Problem statement - Reproduce word for word the lines of the records below, from the line containing "straw, one line per instance." through the end of the records, both ends included. Omit the pictures from your answer.

>> Begin Extracted entries

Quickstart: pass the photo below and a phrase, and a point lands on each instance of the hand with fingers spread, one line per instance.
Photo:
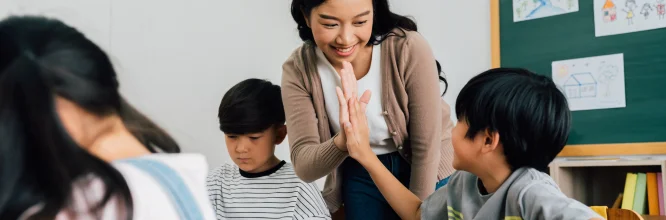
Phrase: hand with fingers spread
(348, 91)
(357, 131)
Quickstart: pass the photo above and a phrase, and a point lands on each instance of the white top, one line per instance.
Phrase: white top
(380, 136)
(149, 198)
(274, 194)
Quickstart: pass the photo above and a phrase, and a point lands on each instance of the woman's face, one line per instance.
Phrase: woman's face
(342, 28)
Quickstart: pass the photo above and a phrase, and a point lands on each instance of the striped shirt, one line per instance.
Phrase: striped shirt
(274, 194)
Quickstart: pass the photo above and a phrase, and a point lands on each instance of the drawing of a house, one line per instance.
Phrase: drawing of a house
(580, 85)
(609, 12)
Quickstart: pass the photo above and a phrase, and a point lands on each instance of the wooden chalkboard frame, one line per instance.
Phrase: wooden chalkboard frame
(651, 148)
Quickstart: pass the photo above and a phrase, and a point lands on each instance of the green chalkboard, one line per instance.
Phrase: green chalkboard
(535, 44)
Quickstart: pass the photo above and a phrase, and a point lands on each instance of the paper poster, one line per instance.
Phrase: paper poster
(625, 16)
(592, 82)
(532, 9)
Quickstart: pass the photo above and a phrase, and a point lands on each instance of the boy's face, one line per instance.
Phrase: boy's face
(253, 152)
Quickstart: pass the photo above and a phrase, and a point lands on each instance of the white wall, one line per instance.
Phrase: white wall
(176, 58)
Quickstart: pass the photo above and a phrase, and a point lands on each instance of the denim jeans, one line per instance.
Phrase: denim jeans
(442, 183)
(361, 197)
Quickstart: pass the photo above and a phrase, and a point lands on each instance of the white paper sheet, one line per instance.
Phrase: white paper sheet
(532, 9)
(592, 82)
(625, 16)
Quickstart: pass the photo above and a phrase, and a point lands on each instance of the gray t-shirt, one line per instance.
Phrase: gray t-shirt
(526, 194)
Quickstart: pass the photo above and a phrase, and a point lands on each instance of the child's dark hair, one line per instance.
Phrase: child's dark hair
(251, 106)
(528, 111)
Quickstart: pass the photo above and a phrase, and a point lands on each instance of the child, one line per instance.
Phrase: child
(511, 125)
(259, 186)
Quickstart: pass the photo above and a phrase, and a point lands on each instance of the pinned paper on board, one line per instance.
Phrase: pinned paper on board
(613, 17)
(532, 9)
(592, 82)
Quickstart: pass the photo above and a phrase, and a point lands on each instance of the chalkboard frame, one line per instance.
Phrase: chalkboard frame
(642, 148)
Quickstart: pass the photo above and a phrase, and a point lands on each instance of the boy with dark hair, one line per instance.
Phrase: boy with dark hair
(511, 125)
(259, 185)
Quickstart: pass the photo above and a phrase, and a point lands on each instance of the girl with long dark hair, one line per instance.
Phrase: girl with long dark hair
(61, 117)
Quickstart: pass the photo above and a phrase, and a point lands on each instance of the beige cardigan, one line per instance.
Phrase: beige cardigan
(416, 115)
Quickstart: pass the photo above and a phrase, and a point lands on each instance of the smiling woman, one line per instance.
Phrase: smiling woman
(409, 123)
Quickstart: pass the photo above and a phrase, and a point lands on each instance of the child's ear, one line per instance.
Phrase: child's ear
(491, 140)
(281, 133)
(307, 20)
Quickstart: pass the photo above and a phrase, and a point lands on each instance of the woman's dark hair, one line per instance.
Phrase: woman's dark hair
(40, 59)
(384, 24)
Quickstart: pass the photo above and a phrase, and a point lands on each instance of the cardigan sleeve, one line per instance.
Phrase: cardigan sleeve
(311, 158)
(425, 114)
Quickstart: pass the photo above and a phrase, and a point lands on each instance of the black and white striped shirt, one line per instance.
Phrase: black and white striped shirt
(275, 194)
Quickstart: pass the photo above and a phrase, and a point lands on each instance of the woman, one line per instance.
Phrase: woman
(61, 115)
(410, 123)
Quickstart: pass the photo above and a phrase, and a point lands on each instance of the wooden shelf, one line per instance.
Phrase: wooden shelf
(598, 181)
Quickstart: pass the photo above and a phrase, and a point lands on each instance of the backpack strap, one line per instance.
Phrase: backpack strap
(172, 183)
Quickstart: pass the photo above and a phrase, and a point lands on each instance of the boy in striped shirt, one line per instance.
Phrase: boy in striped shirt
(259, 185)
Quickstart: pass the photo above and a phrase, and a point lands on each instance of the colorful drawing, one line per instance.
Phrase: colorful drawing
(661, 8)
(645, 11)
(630, 5)
(613, 17)
(609, 11)
(533, 9)
(591, 82)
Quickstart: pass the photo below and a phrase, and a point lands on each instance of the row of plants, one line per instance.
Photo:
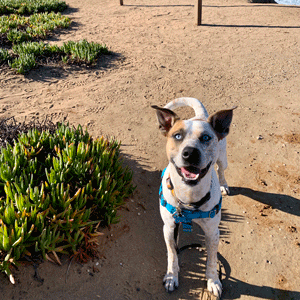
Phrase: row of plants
(27, 7)
(55, 188)
(17, 29)
(26, 56)
(20, 45)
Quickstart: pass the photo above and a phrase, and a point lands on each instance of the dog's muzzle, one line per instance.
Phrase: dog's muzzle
(192, 174)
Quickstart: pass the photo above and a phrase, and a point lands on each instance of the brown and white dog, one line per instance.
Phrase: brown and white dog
(190, 183)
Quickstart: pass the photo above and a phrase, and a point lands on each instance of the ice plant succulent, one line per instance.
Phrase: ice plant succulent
(55, 188)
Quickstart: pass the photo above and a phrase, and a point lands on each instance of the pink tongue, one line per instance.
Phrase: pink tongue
(188, 174)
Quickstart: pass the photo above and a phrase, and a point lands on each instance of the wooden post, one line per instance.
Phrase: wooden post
(198, 12)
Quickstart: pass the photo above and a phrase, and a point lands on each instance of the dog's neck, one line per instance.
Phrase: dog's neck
(190, 193)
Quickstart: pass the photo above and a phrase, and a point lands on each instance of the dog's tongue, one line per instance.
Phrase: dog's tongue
(189, 174)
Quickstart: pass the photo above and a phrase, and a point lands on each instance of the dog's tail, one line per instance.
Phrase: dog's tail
(194, 103)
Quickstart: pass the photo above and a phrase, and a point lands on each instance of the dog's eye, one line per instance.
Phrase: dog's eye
(178, 136)
(205, 138)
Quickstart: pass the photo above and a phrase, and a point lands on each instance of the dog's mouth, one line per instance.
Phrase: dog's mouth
(191, 173)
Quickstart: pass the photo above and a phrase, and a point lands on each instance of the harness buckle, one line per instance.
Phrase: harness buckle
(178, 212)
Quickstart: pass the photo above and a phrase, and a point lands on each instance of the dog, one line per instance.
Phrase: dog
(190, 188)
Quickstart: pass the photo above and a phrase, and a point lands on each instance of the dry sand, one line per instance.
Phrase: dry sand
(244, 54)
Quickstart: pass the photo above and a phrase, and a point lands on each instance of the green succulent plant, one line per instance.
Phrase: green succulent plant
(55, 188)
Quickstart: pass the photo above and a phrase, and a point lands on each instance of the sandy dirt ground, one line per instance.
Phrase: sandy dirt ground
(244, 54)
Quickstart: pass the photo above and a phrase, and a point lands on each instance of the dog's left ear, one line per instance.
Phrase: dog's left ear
(166, 119)
(220, 122)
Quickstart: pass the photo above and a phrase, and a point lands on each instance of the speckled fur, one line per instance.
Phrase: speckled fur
(214, 152)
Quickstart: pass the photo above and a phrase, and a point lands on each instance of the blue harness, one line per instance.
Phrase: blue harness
(185, 216)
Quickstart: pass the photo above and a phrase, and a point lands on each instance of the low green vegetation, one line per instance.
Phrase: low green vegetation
(55, 189)
(26, 56)
(27, 7)
(20, 35)
(18, 29)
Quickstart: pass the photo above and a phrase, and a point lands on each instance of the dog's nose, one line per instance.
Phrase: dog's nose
(191, 155)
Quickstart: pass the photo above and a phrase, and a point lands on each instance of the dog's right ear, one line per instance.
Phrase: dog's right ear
(166, 119)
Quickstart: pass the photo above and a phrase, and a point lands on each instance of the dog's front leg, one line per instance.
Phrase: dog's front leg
(213, 282)
(171, 277)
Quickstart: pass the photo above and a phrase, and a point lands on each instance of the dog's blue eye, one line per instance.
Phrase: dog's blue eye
(205, 138)
(178, 136)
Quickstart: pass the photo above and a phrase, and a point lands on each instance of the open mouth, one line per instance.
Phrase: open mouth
(192, 173)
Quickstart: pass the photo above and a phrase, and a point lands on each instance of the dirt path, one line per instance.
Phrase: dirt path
(245, 55)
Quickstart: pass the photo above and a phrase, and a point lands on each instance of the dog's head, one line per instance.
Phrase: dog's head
(193, 145)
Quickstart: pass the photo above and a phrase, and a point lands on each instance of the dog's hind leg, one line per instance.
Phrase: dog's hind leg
(222, 166)
(171, 278)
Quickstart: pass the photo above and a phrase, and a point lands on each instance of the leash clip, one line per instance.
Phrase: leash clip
(178, 212)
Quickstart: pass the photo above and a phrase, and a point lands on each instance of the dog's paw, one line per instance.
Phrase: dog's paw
(214, 287)
(170, 282)
(225, 190)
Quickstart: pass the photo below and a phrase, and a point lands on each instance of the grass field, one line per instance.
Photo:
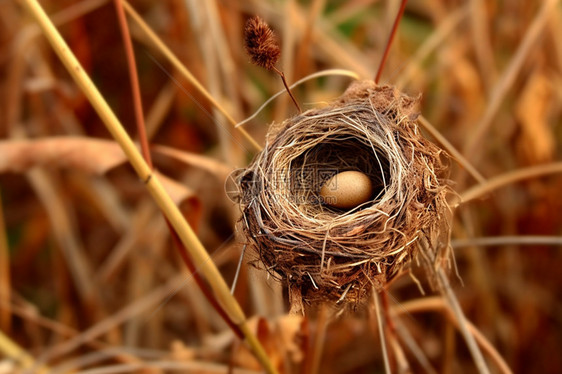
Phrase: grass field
(91, 281)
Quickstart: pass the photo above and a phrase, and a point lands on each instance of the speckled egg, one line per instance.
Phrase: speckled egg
(346, 190)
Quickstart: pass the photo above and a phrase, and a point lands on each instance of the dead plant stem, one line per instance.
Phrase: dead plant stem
(188, 237)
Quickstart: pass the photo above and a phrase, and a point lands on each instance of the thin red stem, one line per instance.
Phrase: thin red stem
(133, 78)
(201, 283)
(282, 75)
(390, 39)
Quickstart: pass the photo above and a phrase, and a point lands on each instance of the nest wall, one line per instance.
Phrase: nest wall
(325, 253)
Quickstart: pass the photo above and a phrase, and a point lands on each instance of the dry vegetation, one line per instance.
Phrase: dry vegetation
(89, 277)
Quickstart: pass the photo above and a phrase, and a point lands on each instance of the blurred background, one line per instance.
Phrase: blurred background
(88, 275)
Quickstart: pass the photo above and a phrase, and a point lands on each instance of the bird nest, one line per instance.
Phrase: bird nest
(326, 253)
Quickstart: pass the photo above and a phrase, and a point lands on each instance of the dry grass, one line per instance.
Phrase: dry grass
(88, 277)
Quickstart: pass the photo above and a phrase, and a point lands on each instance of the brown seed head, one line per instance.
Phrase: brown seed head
(261, 43)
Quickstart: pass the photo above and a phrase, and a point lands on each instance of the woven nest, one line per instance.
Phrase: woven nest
(325, 253)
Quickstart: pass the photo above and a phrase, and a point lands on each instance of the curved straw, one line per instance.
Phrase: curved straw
(323, 73)
(185, 232)
(508, 178)
(169, 55)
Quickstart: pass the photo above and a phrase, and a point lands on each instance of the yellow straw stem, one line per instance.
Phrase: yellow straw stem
(196, 250)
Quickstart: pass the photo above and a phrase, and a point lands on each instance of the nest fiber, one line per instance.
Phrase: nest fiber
(325, 253)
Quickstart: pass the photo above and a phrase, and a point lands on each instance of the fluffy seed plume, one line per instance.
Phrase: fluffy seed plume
(261, 43)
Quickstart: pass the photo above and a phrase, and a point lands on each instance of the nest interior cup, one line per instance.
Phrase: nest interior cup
(326, 253)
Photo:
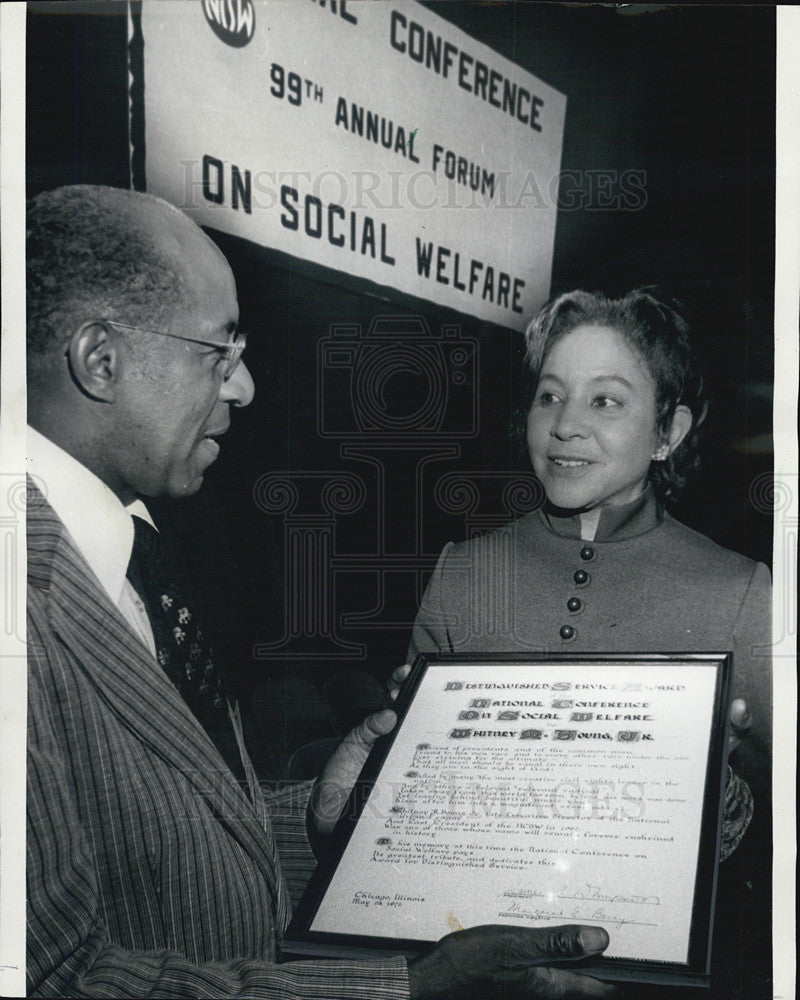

>> End Extracted entries

Answer to this exercise -
Quickstart: pass the photo above and a phrase, and a point lands on each instance of the curved straw, one line per instance.
Phrase: curved straw
(323, 73)
(185, 232)
(508, 178)
(169, 55)
Quickstart: pass the photo above and a phrase, and a point lands on each instance of the yellow straw stem, one line per instance.
Phrase: yellow straw stem
(196, 250)
Quickstart: pass the photo above and a phrase, and a point lands on each instance of the nest fiber, one line per instance.
Phrase: nest fiber
(325, 253)
Quickstart: pass the photo above and a phrase, and a point lands on each instance of the fluffy seed plume, one line per instance.
Phrase: fluffy seed plume
(261, 43)
Quickstart: pass the photo above and a phrase, and a point lands on each instance of the nest interior cup, one line per instance.
Phrase: nest interior cup
(326, 253)
Photo:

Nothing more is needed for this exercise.